Lindsey Graham
South Carolina pediatrician, Dr. Annie Andrews, who unsuccessfully ran for the House in 2022, announced she would enter the race to challenge Sen. Lindsey Graham. AFP

South Carolina pediatrician Dr. Annie Andrews, who unsuccessfully ran for the House in 2022 against U.S. Rep. Nancy Mace, announced she will challenge longtime Republican U.S. Sen. Lindsey Graham in 2026's midterm elections.

The announcement took place on Thursday. In a roughly three-and-a-half minute ad, she highlighted her background as a pediatrician to argue she is best equipped to handle what she described as a anti-science and health crisis occurring under Graham's leadership, and more broadly, the Trump administration.

"Lindsey Graham will take food off of kids' plates... let prices spiral out of control, gut our nation's Medicaid program, which is the largest insurer for children, just so he can cut taxes for billionaires and his donors and special interests," she said in a passage of the video.

Similarly, in an interview with The Associated Press ahead of her campaign rollout, Andrews described the incumbent Republican Senator as ideologically inconsistent, and someone who will do and say anything to be reelected.

"He's changed his position on nearly every issue over that time and that's because, in my view, he doesn't stand for anything or believe in anything other than what it takes to get reelected," said Andrews, who resides in Charleston.

Andrews has two medical licenses in South Carolina and Washington, D.C. The former is set to expire next month, though her team told The Hill she plans on renewing it. She spent 15 years at Medical University of South Carolina, leaving in 2023.

The pediatrician also told The Hill that in Washington, she has a "part time role at Children's National Hospital and a faculty appointment at George Washington [University], and so I spend a few days a month up there taking care of sick and injured children in our nation's capital."

No Democrat has won a U.S. Senate seat in South Carolina in decades, and Republicans in recent history typically take statewide seats by double-digit margins. When Andrews ran against Mace in 2022, she lost to the Republican by 14 percentage points.

South Carolina's 1st District, which spans the state's southern coast, is the only one to have flipped from red to blue in decades, when Joe Cunningham won it for Democrats for a single term in the 2018 election. Mace won it in 2020 and has been reelected twice, although in 2026 she is eyeing a race for governor.

If elected to the Senate, Andrews said one of her legislative priorities would be expanding and making permanent the child tax credit.

"I also want to work towards policies that will help working families, that will lower the cost of groceries, that will lower the cost of childcare, that we rein in the cost of health care, get prescription drug costs down," she told The Hill. "All of these things will benefit Americans, whether they're Republicans or Democrats in every corner of this country."

Ahead of next year's election, Andrews undoubtedly faces an uphill battle. However, she cites Graham's tenure in the Senate and the divisiveness of his policies as a plus for her.

"Lindsey Graham has had 22 years to make things better for folks here in South Carolina, and I think you'd be hard-pressed to find many voters who could articulate in what way Lindsey has made their life better," she said.

DATA LISTING →

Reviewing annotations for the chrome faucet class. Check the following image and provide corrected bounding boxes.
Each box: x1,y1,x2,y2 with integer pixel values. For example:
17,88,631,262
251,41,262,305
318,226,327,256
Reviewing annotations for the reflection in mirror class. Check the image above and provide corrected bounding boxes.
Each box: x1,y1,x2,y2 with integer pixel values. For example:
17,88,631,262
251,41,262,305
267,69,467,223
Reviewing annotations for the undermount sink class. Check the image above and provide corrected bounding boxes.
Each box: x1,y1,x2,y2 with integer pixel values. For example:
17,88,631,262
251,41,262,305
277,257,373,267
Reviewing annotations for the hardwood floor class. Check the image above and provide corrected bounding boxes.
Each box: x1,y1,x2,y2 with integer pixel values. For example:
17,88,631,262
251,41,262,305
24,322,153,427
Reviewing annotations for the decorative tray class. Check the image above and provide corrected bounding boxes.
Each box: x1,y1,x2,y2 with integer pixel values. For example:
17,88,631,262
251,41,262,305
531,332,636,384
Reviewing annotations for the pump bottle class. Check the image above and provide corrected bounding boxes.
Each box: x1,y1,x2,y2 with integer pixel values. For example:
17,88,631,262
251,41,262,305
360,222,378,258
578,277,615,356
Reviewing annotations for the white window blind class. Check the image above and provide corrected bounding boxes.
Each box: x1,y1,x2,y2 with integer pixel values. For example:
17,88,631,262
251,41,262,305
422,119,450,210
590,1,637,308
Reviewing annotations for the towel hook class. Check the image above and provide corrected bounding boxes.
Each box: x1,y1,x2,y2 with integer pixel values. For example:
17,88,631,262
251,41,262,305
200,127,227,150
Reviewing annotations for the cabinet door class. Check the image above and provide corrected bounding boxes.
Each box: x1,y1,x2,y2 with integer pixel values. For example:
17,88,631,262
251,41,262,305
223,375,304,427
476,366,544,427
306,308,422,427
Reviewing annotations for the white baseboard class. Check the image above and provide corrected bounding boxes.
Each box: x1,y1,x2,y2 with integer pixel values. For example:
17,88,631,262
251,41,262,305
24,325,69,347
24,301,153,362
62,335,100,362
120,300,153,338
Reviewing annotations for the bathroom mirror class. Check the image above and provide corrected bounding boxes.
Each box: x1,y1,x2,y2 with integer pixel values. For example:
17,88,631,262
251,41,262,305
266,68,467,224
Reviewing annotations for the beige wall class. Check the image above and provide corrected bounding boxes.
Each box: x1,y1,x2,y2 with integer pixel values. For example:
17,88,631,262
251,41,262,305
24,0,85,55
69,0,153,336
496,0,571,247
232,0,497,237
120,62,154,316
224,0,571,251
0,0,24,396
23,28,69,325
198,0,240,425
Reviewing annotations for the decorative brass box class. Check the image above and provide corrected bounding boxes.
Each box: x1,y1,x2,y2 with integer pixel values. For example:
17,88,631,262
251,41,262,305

DIRECTIONS →
1: Summarize the article about Annie Andrews's Senate bid in two sentences.
2: Reproduce the article about Annie Andrews's Senate bid from "The pediatrician also" to "race for governor.".
3: According to the article about Annie Andrews's Senate bid, how many years did Andrews spend at the Medical University of South Carolina?

REPLIES →
1: South Carolina pediatrician Dr. Annie Andrews, who lost a 2022 House race to Nancy Mace by 14 percentage points, has announced she will challenge longtime Republican Sen. Lindsey Graham in the 2026 midterm elections. She describes Graham as someone who has changed his positions in order to get reelected and has done little to make voters' lives better, and she says that one of her priorities would be expanding and making permanent the child tax credit.

2:
The pediatrician also told The Hill that in Washington, she has a "part time role at Children's National Hospital and a faculty appointment at George Washington [University], and so I spend a few days a month up there taking care of sick and injured children in our nation's capital."

No Democrat has won a U.S. Senate seat in South Carolina in decades, and Republicans in recent history typically take statewide seats by double-digit margins. When Andrews ran against Mace in 2022, she lost to the Republican by 14 percentage points.

South Carolina's 1st District, which spans the state's southern coast, is the only one to have flipped from red to blue in decades, when Joe Cunningham won it for Democrats for a single term in the 2018 election. Mace won it in 2020 and has been reelected twice, although in 2026 she is eyeing a race for governor.

3: She spent 15 years there.